Data to use =>

↓↓↓

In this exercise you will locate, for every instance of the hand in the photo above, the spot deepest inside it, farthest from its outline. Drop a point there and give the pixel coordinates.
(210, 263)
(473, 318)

↑↑↑
↓↓↓

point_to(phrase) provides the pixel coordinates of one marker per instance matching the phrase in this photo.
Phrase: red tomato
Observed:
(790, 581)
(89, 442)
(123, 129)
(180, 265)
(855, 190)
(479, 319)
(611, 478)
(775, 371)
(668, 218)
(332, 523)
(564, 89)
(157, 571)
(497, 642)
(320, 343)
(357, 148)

↑↑↑

Task requirements => Copy out every line of the items above that contains the word "this".

Task response =>
In this exercise you will locate, for every instance of the hand in the photo above, the spot deepest inside it, farthest from its outline. Drop a point there and give the pixel coordinates.
point_to(phrase) provides the pixel coordinates of one marker per instance matching the phrase in this photo.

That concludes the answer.